TEXT SHOWN
=-=-=-=-=

- Sherghati
- Sherghati Location in Bihar, India
- Coordinates: 24°33′42″N 84°47′43″E﻿ / ﻿24.56167°N 84.79528°E
- Country: India
- State: Bihar
- District: Gaya
- Named for: Tiger Valley
- Elevation: 121 m (397 ft)

Population (2011)
- • Total: 40,666 (As of 2,011 Census Date) (4 Lakhs+ Approximately as of 2,024 out which 30% are Muslim)
- Time zone: UTC+5:30 (IST)
- Postal code: 824211

= Sherghati =

Sherghati is a town in the Gaya district in Bihar (formally Magadha), India. The Morhar River surrounds it. A meteorite that came from Mars fell here on 25 August 1865; it is now kept in a London museum, and is known as the Shergotty meteorite.

Sherghati was under Chero rule but in 1662 it under control of Nawab Daud Ali Khan. After 1700, During 1727 it came under the rule of Rohilla chief Nawwab Azam Khan Rohilla. 1n 1762 Raja Ghulam Hussain Khan become King of Pargana SHERGHATI. He had absolute control over his subject. He considered it infringement to give any levy to the EIC East India Company. He participated in the revolts of 1765, 1781 and 1783 importantly., alongwith Raja Deo and Raja Ramgarh.

=-=-=-=-=

SUPPLIED INFORMATION
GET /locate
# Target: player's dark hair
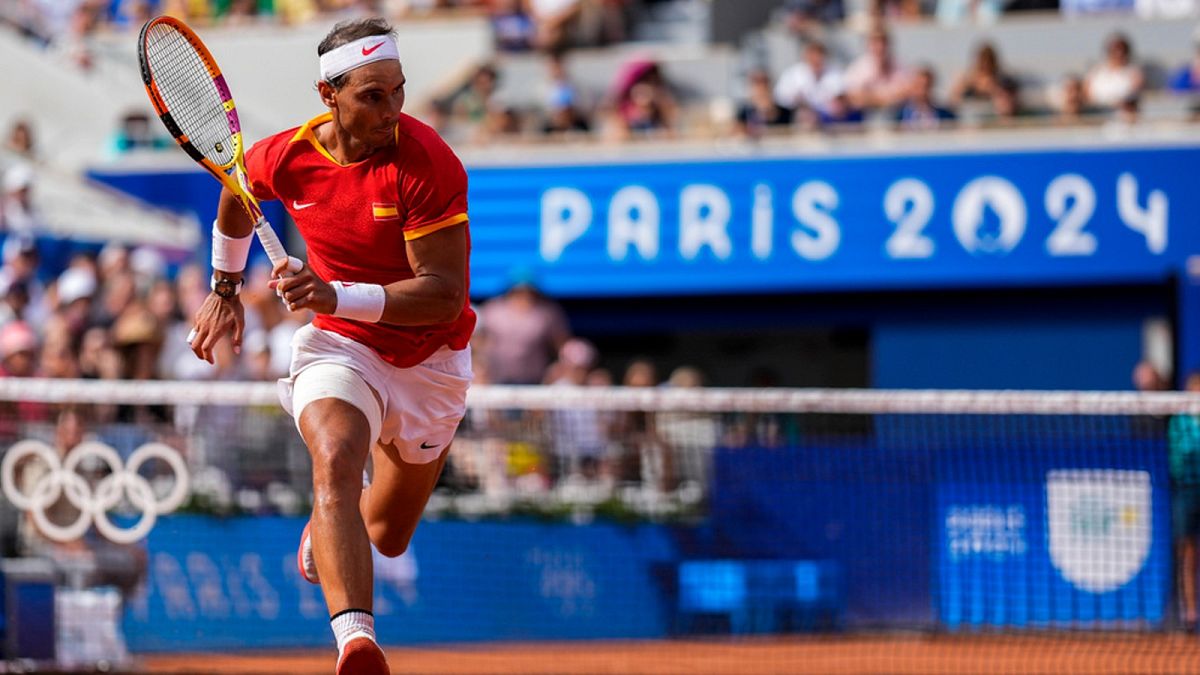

=-=-=-=-=

WHAT NEEDS TO BE DONE
Continue the passage on the town of Sherghati from the point where it stops, beginning after its last sentence.

RESPONSE
The Britishers imposed extremely heavy taxes to punish and weaken their economy and reduce their power to resist and fight against the Britishers. They introduced 10/11th lagaan , permanent settlement 1793 and Sunset rules to cripple the powers of the revolting Kings and Zamindars of Bihar.

In 1857, Raja Jehangir Bux Khan, of this family, revolted against the British. He cooperated, coordinated with Raja Kunwar Singh, Haidar Ali Khan and JEODHAR Singh. He led attacks also against the Britishers and their headquarters.

==Demographics==

As of 2011, Sherghati had a population of 40,666. Males constitute 52% of the population and females 42%. Sherghati has an average literacy rate of 74.3%, more than the national average of 74.04%. In Sherghati, 16% of the population is under 6 years of age.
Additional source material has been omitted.